**Page extract**
Buzz is a desktop application that utilizes OpenAI's Whisper technology to automatically transcribe audio into text. It offers various models and operates on Windows, macOS, and Linux. The underlying machine learning model is highly powerful, and it can even transcribe songs and videos to text by piping the audio system to the microphone. Buzz is an open-source tool that is completely free to use.
In addition to audio transcription, Buzz also features a translation mode. Currently, it only supports English as an input language for both transcription and translation. However, I anticipate that the tool will add more language support in future updates as OpenAI recently launched Whisper, a new open-source neural network that provides human-level accuracy for English speech recognition.
Buzz is available on GitHub and is written in Python. You can either run it directly from the source or use the self-contained binary releases provided by the developer. If you choose to use the source, you'll need to have Python and the Poetry library installed. Then, you can install all the required dependencies and virtual environments using the "poetry install" command.
poetry install
To make things easier, you can simply download the binary release and run it without any complicated setup. You can find releases for Mac, Windows, and Linux. I'm currently using the Windows version, so you can download it and run it directly. Keep in mind that this software is quite resource-intensive, so I suggest running it on a computer with high hardware specifications.
Once you've downloaded and installed the software, the first step is to select your microphone and specify the mode. By default, it runs in transcription mode, but you can switch to translation mode if you prefer.
You can currently use this software to convert speech to text, but its accuracy is only decent. However, it's not as smooth as the voice typing feature in Windows 10, 11 or the Speechnotes website. It's still functional and can be used to test the accuracy and usability of OpenAI's Whisper technology.
Conclusion
In conclusion, Whisper is an impressive neural network for speech to text conversion. Developers and programmers can utilize it to create software and apps that require speech to text functionality. While the accuracy is good, the GUI currently lacks speed and smoothness. However, this is only a limitation of the user interface and not of the model itself. Hopefully, future updates will improve the UI.

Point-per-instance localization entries
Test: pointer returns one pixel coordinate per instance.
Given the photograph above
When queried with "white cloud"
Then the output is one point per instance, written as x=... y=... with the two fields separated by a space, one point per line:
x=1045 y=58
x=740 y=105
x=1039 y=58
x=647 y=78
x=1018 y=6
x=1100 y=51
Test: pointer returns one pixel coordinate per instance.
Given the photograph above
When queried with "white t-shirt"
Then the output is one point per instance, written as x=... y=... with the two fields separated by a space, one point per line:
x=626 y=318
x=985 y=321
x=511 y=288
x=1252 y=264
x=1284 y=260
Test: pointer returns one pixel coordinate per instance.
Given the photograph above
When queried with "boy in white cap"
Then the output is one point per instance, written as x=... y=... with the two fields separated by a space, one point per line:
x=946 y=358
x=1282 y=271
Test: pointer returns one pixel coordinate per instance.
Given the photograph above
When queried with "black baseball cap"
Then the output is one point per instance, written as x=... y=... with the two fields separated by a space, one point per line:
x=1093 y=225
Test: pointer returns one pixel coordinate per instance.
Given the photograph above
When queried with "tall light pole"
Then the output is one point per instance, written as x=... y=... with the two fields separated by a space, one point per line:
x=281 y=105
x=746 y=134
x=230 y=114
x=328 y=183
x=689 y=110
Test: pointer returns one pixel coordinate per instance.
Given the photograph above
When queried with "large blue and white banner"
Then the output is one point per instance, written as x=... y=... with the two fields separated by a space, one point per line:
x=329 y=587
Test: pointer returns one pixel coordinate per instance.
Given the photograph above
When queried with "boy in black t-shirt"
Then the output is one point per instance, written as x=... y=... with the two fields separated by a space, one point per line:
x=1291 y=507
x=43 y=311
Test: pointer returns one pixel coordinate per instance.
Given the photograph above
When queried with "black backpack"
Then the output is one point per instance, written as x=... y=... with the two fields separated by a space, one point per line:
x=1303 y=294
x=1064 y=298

**Required action**
Repeat the Buzz page word for word from "In addition to" up to and including "English speech recognition.". The entries are separate material, unrelated to the Buzz page.

**Output below**
In addition to audio transcription, Buzz also features a translation mode. Currently, it only supports English as an input language for both transcription and translation. However, I anticipate that the tool will add more language support in future updates as OpenAI recently launched Whisper, a new open-source neural network that provides human-level accuracy for English speech recognition.